*Directions for this task*.
Copy the material from its first line up to and including the line containing "x=221 y=210", reproducing each line without any change.

Extracted records
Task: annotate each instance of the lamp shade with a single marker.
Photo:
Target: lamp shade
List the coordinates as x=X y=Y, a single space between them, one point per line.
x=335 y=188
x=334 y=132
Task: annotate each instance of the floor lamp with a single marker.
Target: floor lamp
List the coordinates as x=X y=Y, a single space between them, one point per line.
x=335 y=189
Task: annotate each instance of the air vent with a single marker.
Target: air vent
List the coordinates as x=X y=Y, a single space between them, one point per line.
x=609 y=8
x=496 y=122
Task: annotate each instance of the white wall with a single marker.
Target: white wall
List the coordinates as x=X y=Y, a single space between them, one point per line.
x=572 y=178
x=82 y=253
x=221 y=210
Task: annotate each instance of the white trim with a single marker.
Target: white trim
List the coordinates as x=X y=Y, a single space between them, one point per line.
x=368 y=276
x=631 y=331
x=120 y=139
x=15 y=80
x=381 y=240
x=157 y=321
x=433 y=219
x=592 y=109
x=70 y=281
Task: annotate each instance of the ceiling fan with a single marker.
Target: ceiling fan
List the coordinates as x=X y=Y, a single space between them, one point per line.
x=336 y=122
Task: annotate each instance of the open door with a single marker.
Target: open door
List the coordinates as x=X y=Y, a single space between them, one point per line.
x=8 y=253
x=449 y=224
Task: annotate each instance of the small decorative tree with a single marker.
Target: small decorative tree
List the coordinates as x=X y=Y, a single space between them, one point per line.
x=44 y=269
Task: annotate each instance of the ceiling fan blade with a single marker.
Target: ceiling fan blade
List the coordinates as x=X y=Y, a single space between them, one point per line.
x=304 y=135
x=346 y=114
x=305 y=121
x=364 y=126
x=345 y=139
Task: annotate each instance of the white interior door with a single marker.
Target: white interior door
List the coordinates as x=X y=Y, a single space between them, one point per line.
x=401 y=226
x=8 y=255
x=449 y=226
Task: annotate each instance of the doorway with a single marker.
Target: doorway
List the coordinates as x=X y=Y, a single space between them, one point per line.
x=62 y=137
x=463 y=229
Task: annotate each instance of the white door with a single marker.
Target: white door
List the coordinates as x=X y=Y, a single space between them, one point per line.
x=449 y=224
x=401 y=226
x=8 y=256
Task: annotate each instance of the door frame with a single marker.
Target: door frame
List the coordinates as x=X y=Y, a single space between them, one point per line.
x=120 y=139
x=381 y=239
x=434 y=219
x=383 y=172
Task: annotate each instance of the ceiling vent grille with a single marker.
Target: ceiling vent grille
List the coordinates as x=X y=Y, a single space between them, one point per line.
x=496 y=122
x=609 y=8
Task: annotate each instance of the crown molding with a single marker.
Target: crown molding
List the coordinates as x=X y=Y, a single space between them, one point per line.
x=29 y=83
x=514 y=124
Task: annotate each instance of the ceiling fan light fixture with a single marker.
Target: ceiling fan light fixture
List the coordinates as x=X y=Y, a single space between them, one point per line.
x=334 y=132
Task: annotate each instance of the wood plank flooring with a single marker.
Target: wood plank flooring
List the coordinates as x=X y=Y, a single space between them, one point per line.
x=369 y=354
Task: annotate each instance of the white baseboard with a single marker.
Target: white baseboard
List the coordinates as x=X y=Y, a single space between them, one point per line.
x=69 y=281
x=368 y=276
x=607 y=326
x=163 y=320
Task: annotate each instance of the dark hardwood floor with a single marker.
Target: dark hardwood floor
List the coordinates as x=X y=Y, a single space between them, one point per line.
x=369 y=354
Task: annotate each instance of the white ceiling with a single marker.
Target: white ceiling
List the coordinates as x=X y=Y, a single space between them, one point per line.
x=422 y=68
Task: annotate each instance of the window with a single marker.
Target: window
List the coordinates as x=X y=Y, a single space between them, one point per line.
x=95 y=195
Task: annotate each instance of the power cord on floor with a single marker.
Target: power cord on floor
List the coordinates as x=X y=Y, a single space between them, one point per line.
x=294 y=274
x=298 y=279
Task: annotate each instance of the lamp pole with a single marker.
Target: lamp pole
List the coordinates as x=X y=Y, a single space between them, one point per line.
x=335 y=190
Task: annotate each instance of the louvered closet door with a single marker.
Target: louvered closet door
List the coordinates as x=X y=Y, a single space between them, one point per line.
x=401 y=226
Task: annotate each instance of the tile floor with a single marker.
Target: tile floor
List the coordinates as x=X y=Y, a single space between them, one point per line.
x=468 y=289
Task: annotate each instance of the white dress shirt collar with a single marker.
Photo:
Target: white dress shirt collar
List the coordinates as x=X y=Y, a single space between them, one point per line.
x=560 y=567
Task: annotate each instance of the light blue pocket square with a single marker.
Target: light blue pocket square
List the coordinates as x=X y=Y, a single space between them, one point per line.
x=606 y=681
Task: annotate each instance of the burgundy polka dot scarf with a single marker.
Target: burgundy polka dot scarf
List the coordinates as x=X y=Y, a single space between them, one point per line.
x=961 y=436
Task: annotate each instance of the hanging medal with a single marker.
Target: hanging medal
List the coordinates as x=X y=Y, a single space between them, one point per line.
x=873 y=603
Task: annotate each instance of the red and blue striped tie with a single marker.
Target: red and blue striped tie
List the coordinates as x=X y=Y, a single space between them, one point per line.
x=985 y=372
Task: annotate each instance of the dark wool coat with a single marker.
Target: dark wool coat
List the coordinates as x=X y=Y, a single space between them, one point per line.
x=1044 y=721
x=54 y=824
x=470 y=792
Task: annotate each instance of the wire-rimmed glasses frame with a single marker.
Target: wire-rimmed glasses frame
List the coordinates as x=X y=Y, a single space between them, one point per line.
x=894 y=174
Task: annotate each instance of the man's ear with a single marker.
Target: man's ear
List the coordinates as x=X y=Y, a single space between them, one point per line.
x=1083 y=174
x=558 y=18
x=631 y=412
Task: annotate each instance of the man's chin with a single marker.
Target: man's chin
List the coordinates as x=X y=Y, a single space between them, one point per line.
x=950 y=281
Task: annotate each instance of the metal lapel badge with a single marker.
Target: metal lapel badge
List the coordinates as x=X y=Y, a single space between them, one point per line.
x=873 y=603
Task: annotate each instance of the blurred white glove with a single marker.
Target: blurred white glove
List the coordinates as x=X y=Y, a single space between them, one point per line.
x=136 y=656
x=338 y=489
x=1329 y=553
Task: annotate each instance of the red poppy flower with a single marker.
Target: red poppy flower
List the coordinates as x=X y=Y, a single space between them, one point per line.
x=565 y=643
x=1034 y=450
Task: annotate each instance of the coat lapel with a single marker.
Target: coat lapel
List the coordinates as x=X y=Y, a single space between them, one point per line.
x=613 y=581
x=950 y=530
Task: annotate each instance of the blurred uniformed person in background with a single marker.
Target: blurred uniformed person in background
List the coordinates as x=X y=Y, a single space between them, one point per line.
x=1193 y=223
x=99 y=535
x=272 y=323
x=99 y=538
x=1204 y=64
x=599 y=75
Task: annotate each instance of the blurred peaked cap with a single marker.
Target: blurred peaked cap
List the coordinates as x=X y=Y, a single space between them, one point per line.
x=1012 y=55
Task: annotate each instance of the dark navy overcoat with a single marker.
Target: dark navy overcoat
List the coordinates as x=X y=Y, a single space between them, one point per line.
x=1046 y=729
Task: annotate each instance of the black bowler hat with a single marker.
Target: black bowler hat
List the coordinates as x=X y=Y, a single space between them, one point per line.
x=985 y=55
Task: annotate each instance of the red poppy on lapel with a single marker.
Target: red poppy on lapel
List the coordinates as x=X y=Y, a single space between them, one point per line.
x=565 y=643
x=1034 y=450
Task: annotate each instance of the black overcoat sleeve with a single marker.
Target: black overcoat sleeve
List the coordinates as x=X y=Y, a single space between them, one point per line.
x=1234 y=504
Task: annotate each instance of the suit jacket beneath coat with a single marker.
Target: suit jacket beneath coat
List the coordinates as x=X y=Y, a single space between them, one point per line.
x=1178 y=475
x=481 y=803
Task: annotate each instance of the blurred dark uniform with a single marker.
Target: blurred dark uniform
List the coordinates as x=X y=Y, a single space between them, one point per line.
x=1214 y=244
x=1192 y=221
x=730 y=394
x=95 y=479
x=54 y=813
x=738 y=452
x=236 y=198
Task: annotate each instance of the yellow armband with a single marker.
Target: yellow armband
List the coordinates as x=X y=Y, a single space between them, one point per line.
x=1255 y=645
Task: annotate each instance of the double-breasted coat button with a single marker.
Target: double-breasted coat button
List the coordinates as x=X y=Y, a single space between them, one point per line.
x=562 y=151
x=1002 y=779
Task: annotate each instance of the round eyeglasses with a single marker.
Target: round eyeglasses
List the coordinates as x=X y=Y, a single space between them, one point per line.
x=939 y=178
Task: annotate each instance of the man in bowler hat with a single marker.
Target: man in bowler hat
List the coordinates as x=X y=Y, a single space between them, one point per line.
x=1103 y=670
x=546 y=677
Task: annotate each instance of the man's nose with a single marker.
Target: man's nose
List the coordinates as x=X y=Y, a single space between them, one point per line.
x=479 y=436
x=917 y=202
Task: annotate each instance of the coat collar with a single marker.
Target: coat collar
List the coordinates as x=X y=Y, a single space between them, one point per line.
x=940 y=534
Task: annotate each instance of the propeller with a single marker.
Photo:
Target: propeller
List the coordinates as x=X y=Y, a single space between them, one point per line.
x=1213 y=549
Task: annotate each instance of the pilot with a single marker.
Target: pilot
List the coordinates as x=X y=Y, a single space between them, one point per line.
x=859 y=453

*Solution for this problem*.
Task: annotate each instance of the lamp shade with a single marker.
Photo:
Target: lamp shade
List the coordinates as x=X y=Y, a single space between them, one point per line.
x=335 y=188
x=334 y=132
Task: annotate each instance of the floor lamp with a single marker.
Target: floor lamp
List the coordinates as x=X y=Y, a single space between them, one point per line.
x=335 y=189
Task: annotate each instance of the air vent with a single marker.
Target: air vent
List the coordinates as x=X y=Y, a single space between them, one point per line.
x=609 y=8
x=496 y=122
Task: annotate each instance of the white wall with a single marker.
Target: white wall
List the coordinates as x=X y=Y, a single space between them, one point per line.
x=572 y=178
x=82 y=253
x=221 y=210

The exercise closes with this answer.